▸ **ESTRATTO FORNITO**
________________________
Siena, 4 febbraio 2022: mensa poveri, suora - foto SIR/Marco Calvarese
21 Feb 2022

In via dei Servi, 2 a Siena, in piena Contrada di Valdimontone a poche centinaia di metri da piazza del Campo e dalla piazza con la statua di Sallustio Bandini, diventata prima icona della ricchezza e poi degli imbrogli finanziari, c’è una porta dalla quale si accede ai servizi che le suore di San Vincenzo de Paoli ed i loro oltre 40 volontari, offrono quotidianamente ai poveri della città. Ogni giorno una cinquantina di persone si alternano per usufruire della mensa ad ora di pranzo, del servizio docce e della distribuzione di indumenti e di generi alimentari. Anche passando da quelle parti con Google street view, non si può fare a meno di notare davanti alla porta d’ingresso persone meno fortunate che attendono il loro turno per entrare, oltre che il furgone con il quale, assieme ai loro mezzi personali, i volontari raccolgono quotidianamente il materiale offerto da privati e negozi, lo portano al centro e lo ridistribuiscono anche nelle case dove abitano anziani e disabili che non possono muoversi.
________________________
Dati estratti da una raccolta
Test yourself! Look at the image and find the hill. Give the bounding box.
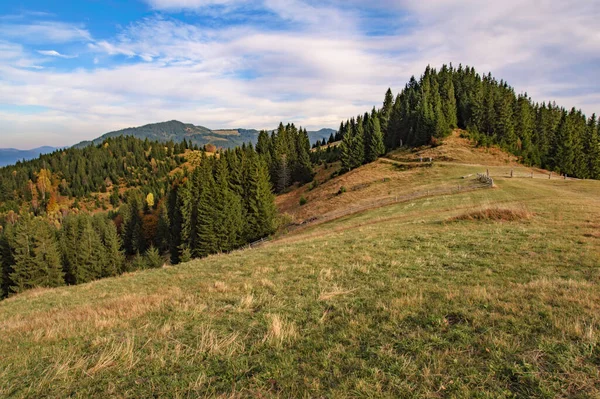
[75,120,335,148]
[0,134,600,398]
[0,146,58,167]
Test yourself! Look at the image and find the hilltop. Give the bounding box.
[75,120,335,148]
[0,132,600,398]
[0,146,58,167]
________________________
▸ **ATTIVITÀ**
Nell'estratto fornito, quante persone al giorno si alternano per usufruire dei servizi in via dei Servi 2?

▸ **RISPOSTA**
Una cinquantina di persone.